** DIRECTIVE **
Render every line of the records below as a Markdown table with the columns Row and Line, numbering the rows and skipping blank lines. Leave the pictures out of the table.

>>>>>

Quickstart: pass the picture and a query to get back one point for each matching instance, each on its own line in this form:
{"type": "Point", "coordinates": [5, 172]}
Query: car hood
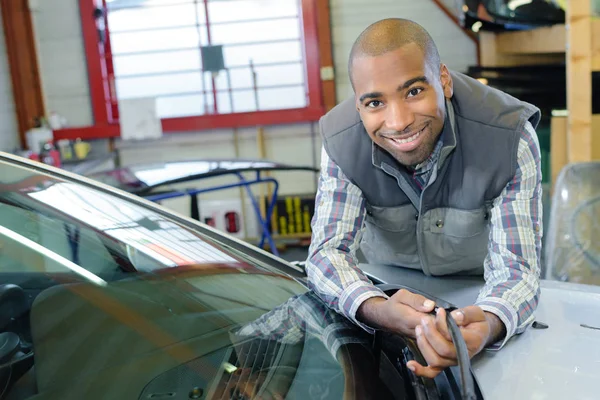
{"type": "Point", "coordinates": [555, 363]}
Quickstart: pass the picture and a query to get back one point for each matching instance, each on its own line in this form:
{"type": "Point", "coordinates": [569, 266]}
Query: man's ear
{"type": "Point", "coordinates": [446, 80]}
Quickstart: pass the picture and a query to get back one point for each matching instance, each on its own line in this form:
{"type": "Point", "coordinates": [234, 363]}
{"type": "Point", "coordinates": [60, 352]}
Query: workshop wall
{"type": "Point", "coordinates": [65, 84]}
{"type": "Point", "coordinates": [9, 137]}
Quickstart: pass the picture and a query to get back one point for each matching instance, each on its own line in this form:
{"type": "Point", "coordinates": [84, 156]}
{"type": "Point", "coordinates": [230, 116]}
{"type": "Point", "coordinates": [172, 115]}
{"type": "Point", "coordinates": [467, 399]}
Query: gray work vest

<<<<<

** FINAL RESULT **
| Row | Line |
|---|---|
| 1 | Quickstart: pass the picture and a query to get back one point for each matching instance, each on its own line in this form: |
| 2 | {"type": "Point", "coordinates": [5, 172]} |
| 3 | Query: car hood |
| 4 | {"type": "Point", "coordinates": [555, 363]} |
| 5 | Quickstart: pass the picture and a query to get back one point for each matching instance, each on its own line in this form: |
| 6 | {"type": "Point", "coordinates": [569, 266]} |
| 7 | Query: man's ear |
| 8 | {"type": "Point", "coordinates": [446, 80]} |
| 9 | Quickstart: pass the picture and a query to get back one point for each matching instance, each on its own line in this form: |
| 10 | {"type": "Point", "coordinates": [234, 363]} |
| 11 | {"type": "Point", "coordinates": [60, 352]} |
| 12 | Query: workshop wall |
| 13 | {"type": "Point", "coordinates": [65, 84]} |
| 14 | {"type": "Point", "coordinates": [9, 137]} |
| 15 | Quickstart: pass the picture and a query to get back one point for each matching instance, each on its own line in this form: |
| 16 | {"type": "Point", "coordinates": [84, 156]} |
| 17 | {"type": "Point", "coordinates": [230, 116]} |
| 18 | {"type": "Point", "coordinates": [172, 115]} |
| 19 | {"type": "Point", "coordinates": [467, 399]} |
| 20 | Query: gray work vest |